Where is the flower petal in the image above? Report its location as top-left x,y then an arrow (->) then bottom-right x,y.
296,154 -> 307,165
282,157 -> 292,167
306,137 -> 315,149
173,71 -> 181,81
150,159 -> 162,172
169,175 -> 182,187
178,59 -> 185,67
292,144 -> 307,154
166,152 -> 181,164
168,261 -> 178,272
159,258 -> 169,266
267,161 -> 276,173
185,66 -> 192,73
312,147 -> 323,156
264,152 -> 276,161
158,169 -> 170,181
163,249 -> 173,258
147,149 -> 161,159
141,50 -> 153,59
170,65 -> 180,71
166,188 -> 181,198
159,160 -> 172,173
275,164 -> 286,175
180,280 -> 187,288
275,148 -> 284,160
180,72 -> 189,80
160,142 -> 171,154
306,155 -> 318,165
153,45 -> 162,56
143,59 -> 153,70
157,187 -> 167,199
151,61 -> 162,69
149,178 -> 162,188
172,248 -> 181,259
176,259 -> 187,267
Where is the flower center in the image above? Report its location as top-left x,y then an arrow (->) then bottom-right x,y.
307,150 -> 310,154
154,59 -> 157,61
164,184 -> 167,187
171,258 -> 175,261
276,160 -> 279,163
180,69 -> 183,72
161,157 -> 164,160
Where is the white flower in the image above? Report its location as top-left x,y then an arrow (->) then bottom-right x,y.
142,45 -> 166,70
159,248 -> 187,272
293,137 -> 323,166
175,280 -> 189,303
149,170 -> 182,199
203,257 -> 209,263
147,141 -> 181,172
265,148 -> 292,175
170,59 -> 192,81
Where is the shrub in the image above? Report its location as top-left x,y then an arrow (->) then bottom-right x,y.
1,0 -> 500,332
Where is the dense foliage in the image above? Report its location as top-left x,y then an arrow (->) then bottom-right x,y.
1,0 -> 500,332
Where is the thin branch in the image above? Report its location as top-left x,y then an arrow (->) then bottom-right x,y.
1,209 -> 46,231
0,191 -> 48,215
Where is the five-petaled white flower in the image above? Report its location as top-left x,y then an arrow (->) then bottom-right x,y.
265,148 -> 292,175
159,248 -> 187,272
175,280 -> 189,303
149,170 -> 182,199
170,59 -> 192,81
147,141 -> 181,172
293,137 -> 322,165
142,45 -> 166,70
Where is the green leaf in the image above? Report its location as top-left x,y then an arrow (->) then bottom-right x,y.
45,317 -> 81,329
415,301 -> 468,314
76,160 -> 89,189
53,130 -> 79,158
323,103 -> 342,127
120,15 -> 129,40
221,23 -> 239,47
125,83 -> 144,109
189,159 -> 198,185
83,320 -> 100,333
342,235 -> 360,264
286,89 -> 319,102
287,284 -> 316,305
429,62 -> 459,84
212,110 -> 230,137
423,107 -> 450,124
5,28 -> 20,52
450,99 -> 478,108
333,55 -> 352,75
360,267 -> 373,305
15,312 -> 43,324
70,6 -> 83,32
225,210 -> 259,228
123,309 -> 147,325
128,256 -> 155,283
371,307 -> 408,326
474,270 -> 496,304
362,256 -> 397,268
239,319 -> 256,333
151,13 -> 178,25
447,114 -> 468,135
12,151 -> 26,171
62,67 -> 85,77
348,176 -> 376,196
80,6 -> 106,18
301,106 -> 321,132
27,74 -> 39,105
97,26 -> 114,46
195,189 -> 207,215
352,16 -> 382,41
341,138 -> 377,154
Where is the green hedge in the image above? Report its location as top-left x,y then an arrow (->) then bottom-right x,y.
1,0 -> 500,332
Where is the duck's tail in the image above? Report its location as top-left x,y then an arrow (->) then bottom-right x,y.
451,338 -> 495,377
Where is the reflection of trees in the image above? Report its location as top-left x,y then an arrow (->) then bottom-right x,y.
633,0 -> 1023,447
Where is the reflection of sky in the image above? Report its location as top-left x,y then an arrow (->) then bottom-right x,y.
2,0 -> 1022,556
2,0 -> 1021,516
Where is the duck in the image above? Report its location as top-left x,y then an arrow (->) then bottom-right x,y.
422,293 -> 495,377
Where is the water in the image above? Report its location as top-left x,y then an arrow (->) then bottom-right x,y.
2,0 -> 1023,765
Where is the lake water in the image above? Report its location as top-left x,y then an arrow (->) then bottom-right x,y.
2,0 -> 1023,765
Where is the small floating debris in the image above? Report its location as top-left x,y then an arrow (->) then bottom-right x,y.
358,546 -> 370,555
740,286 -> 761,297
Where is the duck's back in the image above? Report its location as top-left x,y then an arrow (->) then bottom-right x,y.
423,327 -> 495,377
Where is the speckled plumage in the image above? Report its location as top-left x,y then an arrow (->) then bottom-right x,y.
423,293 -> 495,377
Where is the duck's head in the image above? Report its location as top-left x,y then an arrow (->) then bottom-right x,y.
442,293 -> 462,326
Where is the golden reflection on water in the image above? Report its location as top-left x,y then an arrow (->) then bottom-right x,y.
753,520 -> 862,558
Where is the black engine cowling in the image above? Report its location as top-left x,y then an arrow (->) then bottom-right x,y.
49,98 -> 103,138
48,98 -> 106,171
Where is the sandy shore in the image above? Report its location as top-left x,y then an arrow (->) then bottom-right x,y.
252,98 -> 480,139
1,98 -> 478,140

* * * *

Required work:
An exact copy of every line above is needed.

Exercise output:
Where is the flower petal in the image above? Report its location as top-left x,y then an arrow (->) then bottom-right x,y.
296,154 -> 307,165
282,157 -> 292,167
306,137 -> 315,149
173,71 -> 181,81
150,159 -> 162,172
169,175 -> 182,187
178,59 -> 185,67
292,144 -> 307,154
166,152 -> 181,164
168,261 -> 178,272
159,258 -> 169,266
267,161 -> 276,173
185,66 -> 192,73
312,147 -> 323,156
264,152 -> 276,161
158,169 -> 170,181
163,249 -> 173,258
147,149 -> 161,159
141,50 -> 153,59
170,65 -> 180,71
166,188 -> 181,198
159,160 -> 172,173
275,164 -> 286,175
180,280 -> 187,288
275,148 -> 284,160
180,72 -> 189,80
160,142 -> 171,154
306,155 -> 318,165
153,45 -> 162,56
143,59 -> 153,70
157,187 -> 167,199
151,61 -> 162,69
149,178 -> 162,188
172,248 -> 181,259
176,259 -> 187,267
Where is the flower center in the image above? Report its location as top-left x,y then an arrow (->) then bottom-right x,y.
307,150 -> 310,154
154,59 -> 157,61
164,184 -> 167,187
171,258 -> 175,261
276,160 -> 279,163
180,69 -> 183,72
161,157 -> 164,160
Where is the white flower in the image above? Report its location as top-left x,y then an arrow (->) then bottom-right x,y.
142,45 -> 166,70
159,248 -> 187,272
293,137 -> 323,166
175,280 -> 189,303
149,170 -> 182,199
203,257 -> 209,263
147,141 -> 181,172
265,148 -> 292,175
170,59 -> 192,81
Where is the shrub in the image above? Report its location as top-left x,y then an arrow (->) then bottom-right x,y.
1,0 -> 500,332
Where is the dense foliage in the image above? Report its location as top-left x,y then an arrow (->) then bottom-right x,y.
1,0 -> 500,332
Where is the thin branch in the image above? Report its location as top-left x,y then an arrow (->) then bottom-right x,y.
1,209 -> 46,231
0,191 -> 48,215
Where is the five-petaled white flower in the image above? Report its location as top-left x,y then an arrow (->) then bottom-right x,y.
265,148 -> 292,175
159,248 -> 187,272
175,280 -> 189,303
149,170 -> 182,199
170,59 -> 192,81
147,141 -> 181,172
293,137 -> 322,165
142,45 -> 166,70
Where is the green leaf in the image above? Report its location as top-left x,y then an arrow (->) then bottom-right x,y.
45,317 -> 81,329
415,301 -> 468,314
76,160 -> 89,189
53,130 -> 79,158
323,103 -> 342,127
120,15 -> 129,40
221,23 -> 239,47
125,83 -> 144,109
189,159 -> 198,185
83,320 -> 100,333
342,235 -> 360,264
286,89 -> 319,102
287,284 -> 316,305
429,62 -> 459,84
212,110 -> 230,137
423,107 -> 450,124
5,28 -> 20,52
450,99 -> 478,108
333,55 -> 352,75
360,267 -> 373,305
15,312 -> 43,324
70,6 -> 83,32
225,210 -> 259,228
123,309 -> 147,325
128,256 -> 155,283
371,307 -> 408,326
474,270 -> 496,304
362,256 -> 397,268
239,319 -> 256,333
151,13 -> 178,25
447,114 -> 468,135
12,151 -> 26,171
62,67 -> 85,77
348,176 -> 376,196
80,6 -> 106,18
301,106 -> 321,132
27,74 -> 39,105
97,26 -> 114,46
195,189 -> 207,215
352,16 -> 382,41
341,138 -> 377,154
Where is the green hedge in the image above? Report its location as top-left x,y then an arrow (->) then bottom-right x,y.
1,0 -> 500,332
Where is the duck's tail in the image above? Report its location as top-left x,y then an arrow (->) then bottom-right x,y.
451,338 -> 495,377
Where is the reflection of trees in the image above? Report its location as top-left x,y then an arrow (->) then bottom-right x,y.
633,0 -> 1023,447
Where is the reflection of sky in the image above? Report its location as top-left x,y then an arrow (->) then bottom-right x,y.
2,0 -> 1022,556
2,0 -> 1021,516
Where is the duck in the image above? Report its location as top-left x,y then an arrow (->) then bottom-right x,y.
422,293 -> 495,377
Where is the water in the image above? Report its location as top-left x,y then an arrow (->) then bottom-right x,y.
2,0 -> 1023,765
Where is the lake water in the image above? Report its location as top-left x,y then an arrow (->) then bottom-right x,y.
2,0 -> 1023,765
Where is the small floating debris in the image above? Report its location as top-left x,y then an arrow (->) then bottom-right x,y.
358,546 -> 370,555
740,286 -> 761,297
Where is the duck's back in the image above? Report its location as top-left x,y then an arrow (->) then bottom-right x,y.
423,327 -> 495,377
Where is the speckled plumage in the image above? Report its location as top-left x,y then an arrow (->) then bottom-right x,y.
423,293 -> 495,377
Where is the duck's head in the image above? Report its location as top-left x,y then an arrow (->) then bottom-right x,y.
442,293 -> 462,326
Where is the golden reflection on water in the image above? Report its location as top-left x,y then an arrow (->) then bottom-right x,y.
753,520 -> 862,558
Where is the black engine cowling in the image above? Report its location as top-left x,y then an arrow (->) then bottom-right x,y.
49,98 -> 103,138
48,98 -> 106,171
Where is the sandy shore in the image above? Report its location as top-left x,y then an arrow (->) then bottom-right x,y.
252,98 -> 480,139
1,98 -> 478,140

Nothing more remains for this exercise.